◆ **EXERCISE DETAILS**
Return all the entries. Match them word for word.

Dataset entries

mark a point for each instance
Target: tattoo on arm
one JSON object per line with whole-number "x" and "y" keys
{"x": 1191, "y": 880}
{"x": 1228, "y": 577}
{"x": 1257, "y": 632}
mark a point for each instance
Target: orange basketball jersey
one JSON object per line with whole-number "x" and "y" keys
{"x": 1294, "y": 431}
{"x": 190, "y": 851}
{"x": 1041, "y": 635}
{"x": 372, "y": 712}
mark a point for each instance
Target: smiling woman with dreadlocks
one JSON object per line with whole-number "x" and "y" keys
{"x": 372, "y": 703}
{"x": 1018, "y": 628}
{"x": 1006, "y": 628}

◆ **WORKED SOLUTION**
mark a point for each instance
Target: tattoo on arm
one JSON object per line with whole-number "x" and "y" keys
{"x": 1191, "y": 880}
{"x": 1228, "y": 577}
{"x": 1257, "y": 632}
mark a point for each instance
Target: orange basketball jersey
one JSON object per line with whole-number "x" and "y" keys
{"x": 1294, "y": 431}
{"x": 190, "y": 851}
{"x": 1041, "y": 635}
{"x": 372, "y": 712}
mark a point for each instance
Target: smiling woman with dreadlocks
one JSON object per line with whole-number "x" and "y" keys
{"x": 372, "y": 703}
{"x": 1018, "y": 628}
{"x": 1006, "y": 628}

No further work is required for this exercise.